● **Records supplied**:
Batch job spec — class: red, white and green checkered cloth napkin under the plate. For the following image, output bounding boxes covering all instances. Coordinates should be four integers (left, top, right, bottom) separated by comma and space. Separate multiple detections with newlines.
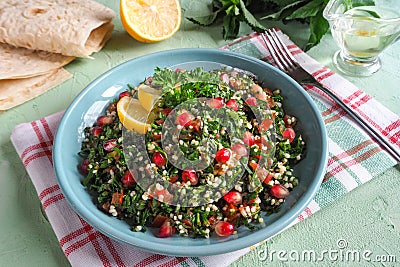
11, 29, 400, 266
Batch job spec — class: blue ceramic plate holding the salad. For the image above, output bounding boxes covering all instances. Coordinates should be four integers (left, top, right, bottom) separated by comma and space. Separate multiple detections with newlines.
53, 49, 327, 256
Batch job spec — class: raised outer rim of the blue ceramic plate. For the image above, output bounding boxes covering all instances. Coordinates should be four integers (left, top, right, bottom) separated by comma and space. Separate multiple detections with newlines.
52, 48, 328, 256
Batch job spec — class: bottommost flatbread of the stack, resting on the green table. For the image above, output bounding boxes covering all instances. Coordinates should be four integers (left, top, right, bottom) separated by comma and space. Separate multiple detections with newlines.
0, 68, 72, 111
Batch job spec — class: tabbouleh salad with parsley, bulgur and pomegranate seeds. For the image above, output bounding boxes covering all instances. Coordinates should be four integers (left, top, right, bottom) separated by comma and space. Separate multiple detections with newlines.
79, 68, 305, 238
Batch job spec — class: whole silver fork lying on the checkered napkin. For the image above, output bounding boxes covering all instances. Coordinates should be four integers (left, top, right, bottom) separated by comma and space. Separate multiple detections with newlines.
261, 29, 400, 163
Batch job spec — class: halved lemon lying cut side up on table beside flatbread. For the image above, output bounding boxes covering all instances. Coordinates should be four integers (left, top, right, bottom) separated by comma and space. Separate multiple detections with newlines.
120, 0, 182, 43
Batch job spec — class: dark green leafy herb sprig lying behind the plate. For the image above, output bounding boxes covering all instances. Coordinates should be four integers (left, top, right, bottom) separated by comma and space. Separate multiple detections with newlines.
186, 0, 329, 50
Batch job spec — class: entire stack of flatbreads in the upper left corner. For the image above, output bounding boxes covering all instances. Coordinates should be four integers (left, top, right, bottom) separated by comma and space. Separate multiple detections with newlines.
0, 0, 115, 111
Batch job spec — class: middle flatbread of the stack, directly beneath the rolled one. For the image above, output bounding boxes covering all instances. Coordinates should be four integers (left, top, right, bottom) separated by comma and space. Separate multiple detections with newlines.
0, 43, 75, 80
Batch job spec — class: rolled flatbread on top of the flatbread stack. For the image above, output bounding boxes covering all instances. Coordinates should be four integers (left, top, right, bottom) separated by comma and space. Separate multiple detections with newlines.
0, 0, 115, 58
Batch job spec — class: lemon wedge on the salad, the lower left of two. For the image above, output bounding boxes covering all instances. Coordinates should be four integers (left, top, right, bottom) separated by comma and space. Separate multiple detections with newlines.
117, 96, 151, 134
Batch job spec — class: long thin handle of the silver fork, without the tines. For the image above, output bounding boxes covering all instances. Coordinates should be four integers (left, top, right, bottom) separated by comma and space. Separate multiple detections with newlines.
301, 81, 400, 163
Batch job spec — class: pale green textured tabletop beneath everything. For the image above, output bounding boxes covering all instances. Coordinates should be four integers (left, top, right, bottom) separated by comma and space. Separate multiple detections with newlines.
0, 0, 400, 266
* * *
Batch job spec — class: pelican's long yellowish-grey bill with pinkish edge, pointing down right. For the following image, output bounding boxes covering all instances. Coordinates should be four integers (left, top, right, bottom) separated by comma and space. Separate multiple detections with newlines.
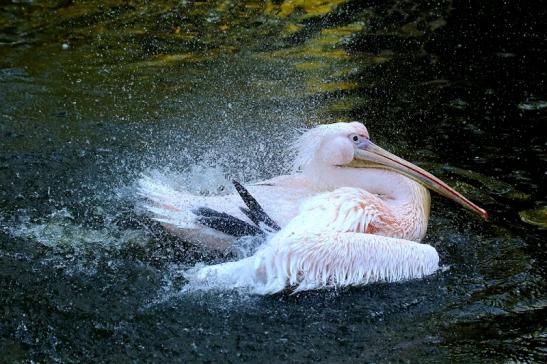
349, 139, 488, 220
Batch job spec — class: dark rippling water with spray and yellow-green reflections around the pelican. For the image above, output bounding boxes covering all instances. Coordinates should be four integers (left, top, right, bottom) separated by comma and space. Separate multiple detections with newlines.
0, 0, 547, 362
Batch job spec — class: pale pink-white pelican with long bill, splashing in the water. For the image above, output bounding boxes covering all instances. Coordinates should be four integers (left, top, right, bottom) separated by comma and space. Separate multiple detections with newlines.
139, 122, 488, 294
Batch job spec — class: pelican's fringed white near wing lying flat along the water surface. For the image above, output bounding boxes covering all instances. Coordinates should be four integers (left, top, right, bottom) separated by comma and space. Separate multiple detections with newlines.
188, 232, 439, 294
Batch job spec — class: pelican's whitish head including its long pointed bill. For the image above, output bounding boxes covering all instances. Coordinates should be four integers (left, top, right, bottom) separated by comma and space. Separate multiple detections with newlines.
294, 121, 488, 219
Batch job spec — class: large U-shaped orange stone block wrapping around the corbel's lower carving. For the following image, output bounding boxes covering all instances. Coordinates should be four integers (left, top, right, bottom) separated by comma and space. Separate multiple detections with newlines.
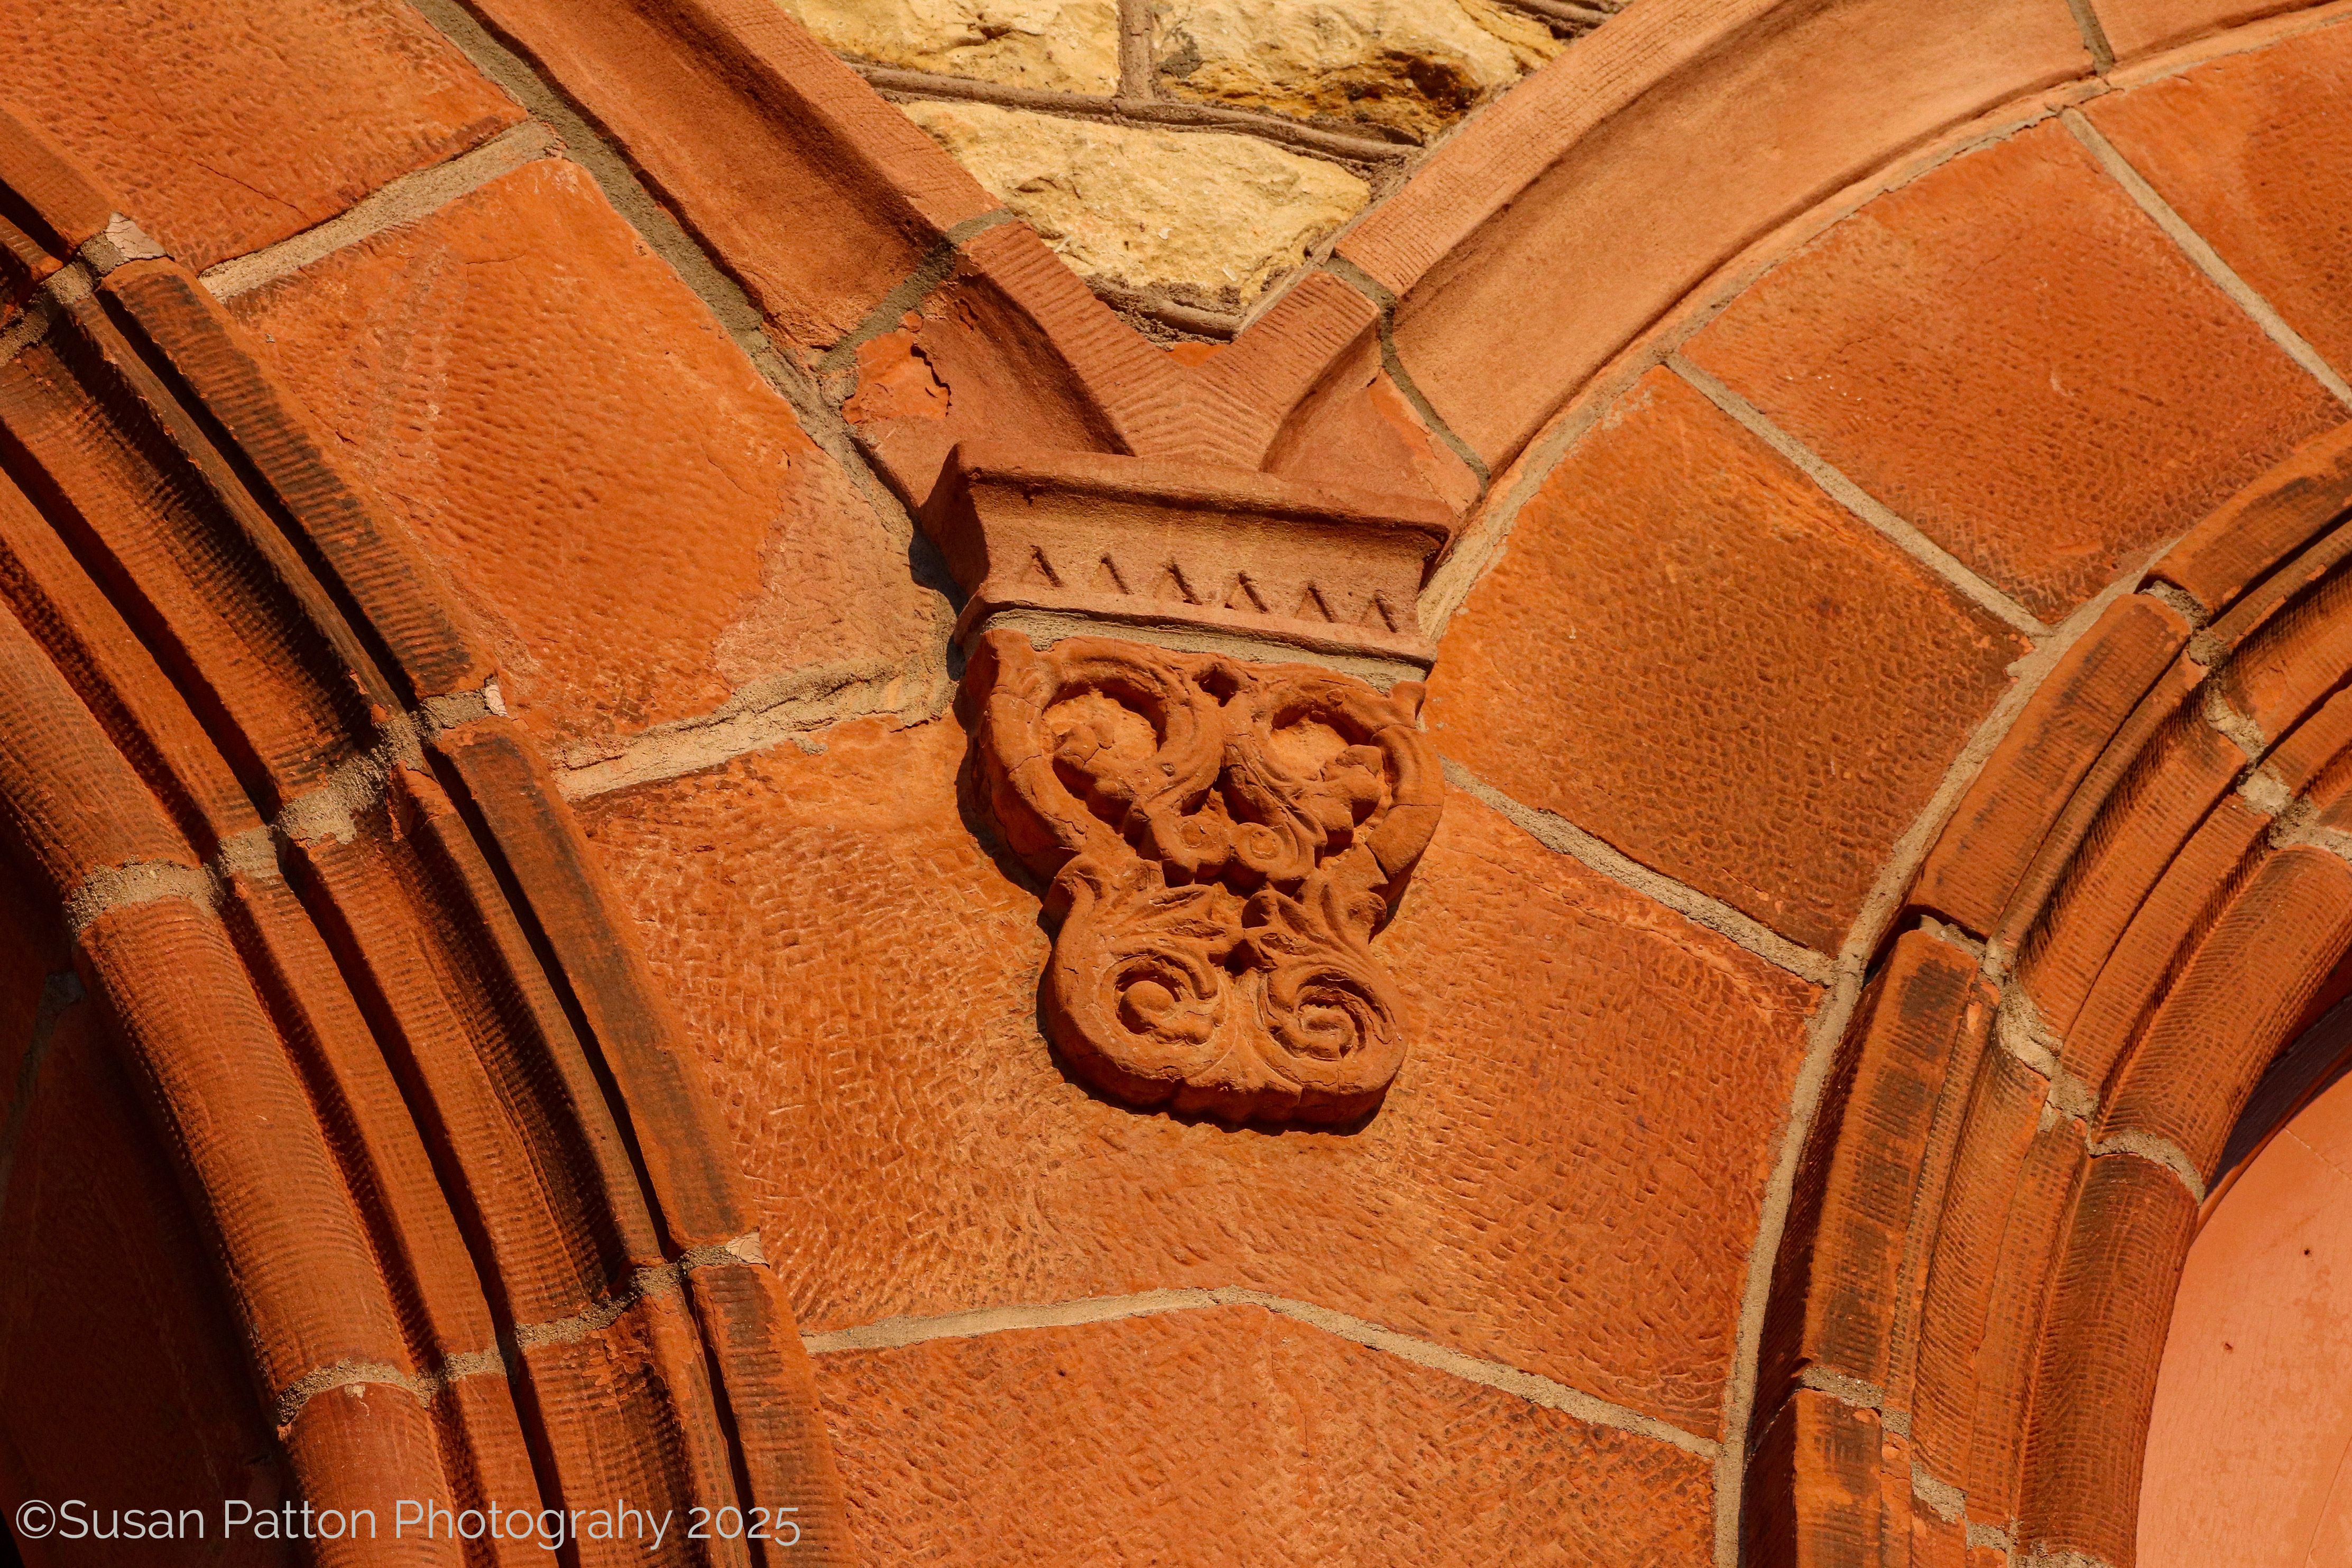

● **Task instructions**: Copy the entries above exactly, but only from the line holding "Batch job spec — class: pelican's whitish" through the line holding "Batch job spec — class: large", both included.

● **Exercise answer**:
Batch job spec — class: pelican's whitish head including its long pointed bill. For the image above, output bounding boxes covering all instances. Coordinates should be four integers (left, top, right, bottom) separated by comma and space. Separate multiple detections with newlines.
294, 121, 488, 219
Batch job spec — class: large U-shaped orange stone block wrapping around the corbel's lower carving. For the following image, output bounding boxes covering all instances. Coordinates should be four integers (left, top, right, bottom) separated by comma and space. Separate multiple detections with newlines.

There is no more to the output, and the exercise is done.